Required tasks:
A – Rewrite the passage of the RMAAT project description that begins at the words "Research Motivation" and ends after "and memory processing.", replacing "quadratic scaling" with "quadratic growth".
B – According to the RMAAT project description, where was the work accepted?
C – Continue the RMAAT project description from its last sentence.

Text block:
* * * *
RMAAT - Bio-Inspired Transformers

RMAAT: Astrocyte-Inspired Memory Compression and Replay for Efficient Long-Context Transformers

Accepted at ICLR 2026

This research project introduces computational principles derived from astrocytes—glial cells critical for biological memory and synaptic modulation—to address the quadratic complexity bottleneck in Transformers.

Research Motivation

Traditional transformer models face significant computational challenges when processing long sequences due to the quadratic scaling of attention mechanisms. This project addresses these limitations by incorporating biological principles of attention and memory processing.

Core Innovations

🧠 Segment-Based Recurrent Processing: RMAAT processes input sequences in segments. Persistent memory tokens propagate contextual information across segments, maintaining a recurrent state.

🔄 Astrocyte-Inspired Retention Factor (LTP): An adaptive compression mechanism governs memory tokens. A novel retention factor, derived from simulated astrocyte Long-Term Plasticity (LTP), decides what information to keep or discard.

⚡ Linear-Complexity Attention (STP): Within each segment, attention is computed using an efficient, linear-complexity mechanism inspired by astrocyte Short-Term Plasticity (STP), avoiding the O(N^2) cost of standard attention.
* * * *
Records:
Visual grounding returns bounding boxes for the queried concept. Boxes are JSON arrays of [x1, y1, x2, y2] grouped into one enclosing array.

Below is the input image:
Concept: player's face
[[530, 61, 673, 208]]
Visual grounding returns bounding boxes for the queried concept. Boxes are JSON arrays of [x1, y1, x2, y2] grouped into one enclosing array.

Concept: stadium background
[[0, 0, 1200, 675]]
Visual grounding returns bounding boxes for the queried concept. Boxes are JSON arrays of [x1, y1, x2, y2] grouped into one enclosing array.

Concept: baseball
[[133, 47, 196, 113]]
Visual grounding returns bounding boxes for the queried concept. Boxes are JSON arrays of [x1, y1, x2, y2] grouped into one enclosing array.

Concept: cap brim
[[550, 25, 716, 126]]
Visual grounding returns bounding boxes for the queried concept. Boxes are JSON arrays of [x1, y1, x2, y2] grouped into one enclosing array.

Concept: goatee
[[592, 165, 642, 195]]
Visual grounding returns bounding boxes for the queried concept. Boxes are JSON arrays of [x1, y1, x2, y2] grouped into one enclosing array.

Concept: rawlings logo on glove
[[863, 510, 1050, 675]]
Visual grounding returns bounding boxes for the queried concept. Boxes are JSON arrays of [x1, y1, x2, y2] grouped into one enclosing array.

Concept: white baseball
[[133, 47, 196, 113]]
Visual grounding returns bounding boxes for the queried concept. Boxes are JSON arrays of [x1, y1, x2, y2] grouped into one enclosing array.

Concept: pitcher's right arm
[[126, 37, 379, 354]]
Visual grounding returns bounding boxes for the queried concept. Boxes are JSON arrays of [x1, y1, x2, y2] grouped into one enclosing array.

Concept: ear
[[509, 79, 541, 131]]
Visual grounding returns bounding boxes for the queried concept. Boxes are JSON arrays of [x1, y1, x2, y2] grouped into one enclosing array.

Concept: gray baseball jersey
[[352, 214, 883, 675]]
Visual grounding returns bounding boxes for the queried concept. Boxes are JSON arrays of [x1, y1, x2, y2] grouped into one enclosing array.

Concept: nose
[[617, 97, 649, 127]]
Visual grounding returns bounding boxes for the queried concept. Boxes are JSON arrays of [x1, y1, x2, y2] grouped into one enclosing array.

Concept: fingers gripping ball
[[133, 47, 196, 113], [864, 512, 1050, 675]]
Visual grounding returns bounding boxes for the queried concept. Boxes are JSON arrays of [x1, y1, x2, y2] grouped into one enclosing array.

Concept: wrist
* * * *
Results for each task:
A –
Research Motivation

Traditional transformer models face significant computational challenges when processing long sequences due to the quadratic growth of attention mechanisms. This project addresses these limitations by incorporating biological principles of attention and memory processing.

B – ICLR 2026

C –
📚 Astrocytic Memory Replay Backpropagation (AMRB): A novel training algorithm designed for memory efficiency in recurrent networks.

Results

Evaluations on the Long Range Arena (LRA) benchmark demonstrate RMAAT’s:

Competitive accuracy compared to standard Transformers.
Substantial improvements in computational efficiency.
Significant reduction in memory usage.

Research Team

Principal Investigator: Md Zesun Ahmed Mia

Collaborators:

Malyaban Bal
Abhronil Sengupta

Institution: Pennsylvania State University

Publication

Conference: International Conference on Learning Representations (ICLR) 2026

Links:

Future Directions

This research opens new avenues for:

Further bio-inspired AI architectures
Enhanced efficiency in large language models
Applications in real-time sequence processing
Integration with neuromorphic computing systems

The work contributes to the broader goal of developing more efficient and biologically plausible artificial intelligence systems.